PROBLEM REQUIREMENTS →
Write out the material exactly. Do not include the pictures.

DATA PROVIDED →
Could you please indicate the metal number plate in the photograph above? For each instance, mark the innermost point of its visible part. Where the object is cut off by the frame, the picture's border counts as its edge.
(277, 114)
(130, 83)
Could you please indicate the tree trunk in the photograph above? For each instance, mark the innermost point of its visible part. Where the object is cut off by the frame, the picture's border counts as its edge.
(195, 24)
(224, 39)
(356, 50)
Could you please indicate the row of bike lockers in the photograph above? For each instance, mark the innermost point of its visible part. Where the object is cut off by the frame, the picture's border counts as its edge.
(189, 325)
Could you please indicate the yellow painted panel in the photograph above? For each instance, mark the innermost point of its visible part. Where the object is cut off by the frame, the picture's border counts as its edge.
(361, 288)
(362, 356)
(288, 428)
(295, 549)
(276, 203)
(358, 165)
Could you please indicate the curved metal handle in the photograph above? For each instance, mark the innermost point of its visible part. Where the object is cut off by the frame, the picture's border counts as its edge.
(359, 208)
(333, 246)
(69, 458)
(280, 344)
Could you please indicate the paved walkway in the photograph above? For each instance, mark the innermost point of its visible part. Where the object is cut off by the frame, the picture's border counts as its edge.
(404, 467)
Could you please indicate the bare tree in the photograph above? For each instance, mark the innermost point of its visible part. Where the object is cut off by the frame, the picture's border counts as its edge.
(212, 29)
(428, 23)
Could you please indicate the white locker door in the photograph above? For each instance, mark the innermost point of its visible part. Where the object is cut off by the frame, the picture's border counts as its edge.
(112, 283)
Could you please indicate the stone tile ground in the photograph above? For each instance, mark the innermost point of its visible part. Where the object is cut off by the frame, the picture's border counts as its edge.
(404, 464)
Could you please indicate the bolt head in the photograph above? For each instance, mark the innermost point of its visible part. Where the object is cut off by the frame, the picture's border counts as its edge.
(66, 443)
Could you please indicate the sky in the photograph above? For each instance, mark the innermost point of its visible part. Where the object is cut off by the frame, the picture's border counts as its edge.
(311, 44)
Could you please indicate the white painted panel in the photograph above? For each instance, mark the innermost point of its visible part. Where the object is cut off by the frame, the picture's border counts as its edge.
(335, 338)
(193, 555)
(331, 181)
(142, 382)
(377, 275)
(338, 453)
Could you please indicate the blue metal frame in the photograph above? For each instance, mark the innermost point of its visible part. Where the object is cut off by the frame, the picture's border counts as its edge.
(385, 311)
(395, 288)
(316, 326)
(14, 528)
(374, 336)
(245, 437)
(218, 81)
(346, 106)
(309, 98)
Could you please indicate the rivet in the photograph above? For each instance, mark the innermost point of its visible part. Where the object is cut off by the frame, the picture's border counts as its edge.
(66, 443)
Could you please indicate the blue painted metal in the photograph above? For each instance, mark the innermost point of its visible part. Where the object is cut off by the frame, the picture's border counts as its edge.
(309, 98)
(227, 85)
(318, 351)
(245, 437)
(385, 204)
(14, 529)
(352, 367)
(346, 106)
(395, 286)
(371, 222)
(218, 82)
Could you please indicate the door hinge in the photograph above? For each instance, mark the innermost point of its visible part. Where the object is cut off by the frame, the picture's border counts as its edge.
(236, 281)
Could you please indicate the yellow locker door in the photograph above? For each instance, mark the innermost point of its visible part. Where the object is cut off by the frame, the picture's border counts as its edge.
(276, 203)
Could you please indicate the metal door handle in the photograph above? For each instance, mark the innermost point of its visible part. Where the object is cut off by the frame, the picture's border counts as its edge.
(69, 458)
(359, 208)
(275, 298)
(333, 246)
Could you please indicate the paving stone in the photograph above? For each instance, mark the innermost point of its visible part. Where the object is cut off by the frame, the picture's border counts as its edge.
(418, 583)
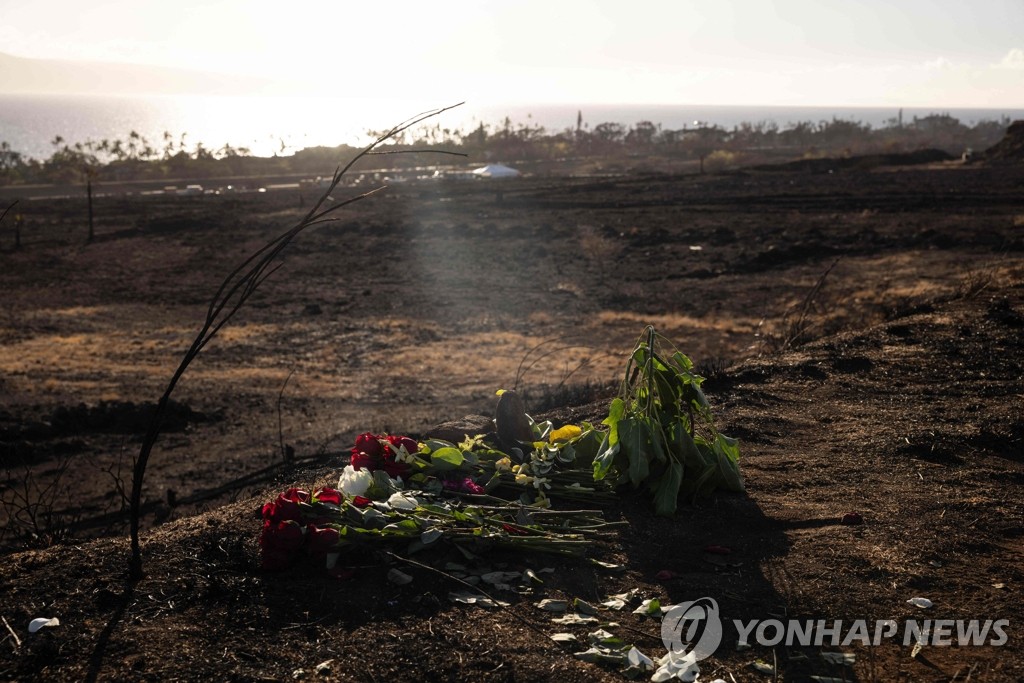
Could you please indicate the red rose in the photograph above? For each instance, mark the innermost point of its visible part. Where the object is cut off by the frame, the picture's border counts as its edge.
(322, 541)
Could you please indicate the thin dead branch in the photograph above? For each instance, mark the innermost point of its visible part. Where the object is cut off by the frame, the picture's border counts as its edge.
(232, 294)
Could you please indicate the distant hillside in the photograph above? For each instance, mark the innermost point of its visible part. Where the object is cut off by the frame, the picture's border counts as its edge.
(19, 75)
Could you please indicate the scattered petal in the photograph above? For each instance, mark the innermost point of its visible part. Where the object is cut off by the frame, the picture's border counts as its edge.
(648, 607)
(467, 598)
(500, 578)
(640, 660)
(530, 575)
(37, 624)
(430, 536)
(607, 565)
(576, 620)
(677, 665)
(597, 655)
(398, 578)
(403, 502)
(553, 605)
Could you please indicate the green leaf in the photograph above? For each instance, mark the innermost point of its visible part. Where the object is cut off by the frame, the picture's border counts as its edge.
(448, 458)
(727, 451)
(605, 458)
(667, 489)
(615, 413)
(635, 437)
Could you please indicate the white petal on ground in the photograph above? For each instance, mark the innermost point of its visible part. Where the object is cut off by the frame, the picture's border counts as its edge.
(37, 624)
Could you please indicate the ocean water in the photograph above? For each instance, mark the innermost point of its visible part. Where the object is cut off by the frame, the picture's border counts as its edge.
(284, 125)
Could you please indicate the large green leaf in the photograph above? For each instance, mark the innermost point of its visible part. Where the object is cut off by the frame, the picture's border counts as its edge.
(446, 458)
(635, 435)
(667, 489)
(605, 458)
(727, 451)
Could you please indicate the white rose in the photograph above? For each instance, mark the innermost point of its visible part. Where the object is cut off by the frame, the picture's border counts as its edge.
(354, 482)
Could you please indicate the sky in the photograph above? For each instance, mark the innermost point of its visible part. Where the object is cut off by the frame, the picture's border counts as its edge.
(940, 53)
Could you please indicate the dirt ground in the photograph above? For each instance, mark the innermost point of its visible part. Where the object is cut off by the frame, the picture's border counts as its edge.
(860, 331)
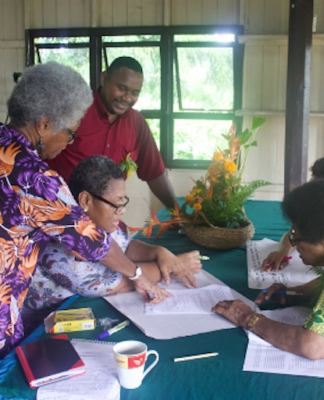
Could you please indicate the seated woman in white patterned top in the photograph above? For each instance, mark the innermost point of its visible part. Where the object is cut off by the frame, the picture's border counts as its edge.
(97, 184)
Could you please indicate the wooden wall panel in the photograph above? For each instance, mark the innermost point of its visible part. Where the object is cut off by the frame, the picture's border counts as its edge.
(228, 12)
(12, 60)
(316, 141)
(12, 20)
(80, 13)
(282, 77)
(50, 13)
(153, 12)
(317, 81)
(104, 15)
(197, 12)
(134, 13)
(266, 16)
(178, 12)
(265, 77)
(252, 79)
(209, 12)
(194, 12)
(254, 16)
(119, 12)
(63, 13)
(270, 85)
(319, 12)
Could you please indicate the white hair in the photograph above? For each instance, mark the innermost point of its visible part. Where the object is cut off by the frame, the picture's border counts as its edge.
(52, 91)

TASK RESPONSE →
Could you please indicate the metal number plate in the photograph above? For each instance, mark the innermost point of its visible part. Where the object is cut off by the frame, the picture's border counts as its edge.
(277, 114)
(130, 83)
Could you please indicate the tree trunk in the photograph above? For each instance, mark the innermost point of its visible part. Where the object is cut off by the frame, the picture's border counts as its edge.
(195, 24)
(224, 39)
(356, 50)
Could you please indicate the row of bike lockers in the photograph above? For each instance, mark the innermost point of its visible part. Where the object is cut off by the frame, the picture's border counts as its edge.
(189, 325)
Could you please indicate the yellow painted panel in the photograph above? For each instance, mark the innermost point of its visible part. Where the object is cut off by the frame, the picture's border counts as its edge.
(361, 288)
(362, 356)
(288, 428)
(295, 549)
(276, 203)
(358, 165)
Could you please indicate the curved metal handle in the photograph above? For each instance, mark the innermost point of its visible part. Where the object is cut off by the frame, the picture's border counts as its edge.
(359, 208)
(333, 246)
(69, 458)
(280, 344)
Could you please indicate the paved walkway in the photograph above? For each instance, mark the innermost point of its visible part. Where the object is cut off by the frame, the picture's border counts as its edge.
(404, 467)
Could you please indicate the bare tree in the photograph above? For each instance, mark the innermost point of its visible part. Where the object is cut off by the frame, the picture's border counts as its edge.
(212, 29)
(428, 23)
Could you please indicate the white locker door in the photograph above? For each instance, mark the innermost point of its visible part. Where the object is cut off by the frame, the picture's border counts as its edge.
(112, 283)
Could you please indicate the stone tile ground in the photograph above? For each instance, mark the innermost point of its visible part. Where the object is cut off by the frame, the picture's border counts as its edge.
(404, 464)
Could you please indicate the bolt head in the photograph above? For each instance, mark the innermost point of its visible part. Where the object is cut off by the frame, the picture's border counts as its edge.
(66, 443)
Could you please indicate the sky in the photograph above? For each instance, mark the innermost point of its visible part. Where the object is cut off by the frame, the picture's border counts as its edge.
(311, 44)
Could you please indicate the white painted panel in the photograph above? For each instance, mark the innermost point of its visible part. Where the object is cut off by the frame, the picture's border counts as its edge.
(335, 338)
(193, 555)
(331, 181)
(142, 382)
(377, 275)
(338, 453)
Could you please indicate the blue metal frame in the photograph above? For each instance, mark the innermost point of its visible part. Where the object is cut off by the frame, the picture's border counts as its edge.
(385, 311)
(395, 288)
(316, 326)
(14, 528)
(374, 336)
(245, 437)
(218, 81)
(346, 106)
(309, 98)
Could you please indicate the rivet in the photograph above? For each instance, mark the innermost point of its visible part. Where the object is cut off by the frame, the picture's border counts as its edge.
(66, 443)
Could you please indicate the blue painted metal in the photograph above? For each instance, mark the innermost point of its visible part. Where the object is cut off by the frame, the picture's border counts as its edge.
(309, 98)
(227, 85)
(318, 351)
(245, 437)
(385, 204)
(14, 529)
(352, 367)
(346, 106)
(395, 286)
(371, 222)
(218, 82)
Could you please indicate the door hinge in the photograph above? For each instance, mark the innermost point of its visible part. Where the object is cut off by the frame, the picture's border counts as its edge.
(236, 281)
Could you please indicate the yellow locker door in the photograph above? For each instance, mark the innermost point of its visible part. Where the object is cut off by the frame, the picture's border counts as its edge.
(276, 203)
Could you please indicate the metal door handle in the photograph above? For each instance, mark the innermost point of its visible part. Where the object is cut off by the frame, the picture's border counts as its edge.
(69, 458)
(359, 208)
(275, 298)
(333, 246)
Could you please indicate the paving stone in the photograph above? For each instance, mark the innermost point of its visible part. Where the object is cut off by the frame, the picture's border counts as its edge.
(418, 583)
Could you please indicate the red rose in the photograph above? For each instance, mark the innermost point of its visible part. Where the object is cut off by the frame, the picture's border counts as its edge.
(322, 541)
Could you please indicate the thin dead branch in the photograph above? For each instance, mark the innermost point of its visible part. Where the object is cut off by the frame, the picture's border counts as its edge.
(232, 294)
Could you please indicate the distant hillside in the photograph above? For each instance, mark the innermost point of its visible part. Where the object is cut off by the frame, the picture's border counts as its edge.
(19, 75)
Could you please indicate the scattered petal in the photograph above? For each instance, mark the innermost point of its visible part. Where the object is cut off by the frame, the picture's border counts as its edge.
(648, 607)
(467, 598)
(500, 578)
(640, 660)
(530, 575)
(37, 624)
(430, 536)
(607, 565)
(576, 620)
(677, 665)
(597, 655)
(398, 578)
(403, 502)
(553, 605)
Could you please indicate the green leaf in the photograph above? For each instance, mark the innermost point of its visible part. Where the object is cut off by the frame, the picture's border counts as its edge.
(448, 458)
(727, 451)
(605, 458)
(667, 489)
(615, 413)
(635, 437)
Could you please indicate the white petal on ground in the photograph above? For each instance, mark the innermost point of its visible part. Where the object is cut off by the frame, the picture's border counts as its edge.
(37, 624)
Could you please indicate the ocean water in the photograph above? For each instance, mark the innermost point of its visible part. Where the object is cut off by the frame, the picture's border counts as its edge.
(284, 125)
Could you please indicate the large green leaf in the photograph above? For each instance, mark the innermost point of its visible part. Where the object is cut off by the frame, the picture's border counts as its edge.
(446, 458)
(635, 435)
(667, 489)
(605, 458)
(727, 451)
Could you please indicate the white rose in the photograph above? For each instance, mark the innermost point of its visible part. Where the object is cut off by the frame, the picture's border counts as its edge.
(354, 482)
Could you please indicate the sky in the photograph above? For each instance, mark the innermost point of its visible part. Where the object is cut off by the frame, the picture's border counts as its edge.
(940, 53)
Could you please indicate the dirt ground in the photograph above? For each instance, mark the innermost point of its visible part. Where the object is cut off by the frame, the picture's border counts as its edge.
(860, 331)
Could you please indicate the seated woman in white patterned top in the photograph above? For each instance, mark the innermost point of its visible part. Where the object is cut off by the frame, the picture's border counts as its edge.
(97, 184)
Could you please indicate the wooden wall panel in the photograph above? For each instance, mark the innermost point of its visible part. Where the object is cut off by the frame, the picture's border counts as its edge.
(228, 12)
(12, 60)
(316, 141)
(12, 20)
(80, 13)
(282, 77)
(50, 13)
(153, 12)
(317, 81)
(104, 15)
(197, 12)
(134, 13)
(266, 16)
(178, 12)
(265, 77)
(252, 79)
(209, 12)
(194, 12)
(254, 16)
(119, 12)
(63, 13)
(270, 85)
(319, 12)
Could you please indicate the white hair in the photograph above? For each instance, mark the innermost point of its visible part. Where the object is cut off by the frame, the picture's border counts as its edge.
(52, 91)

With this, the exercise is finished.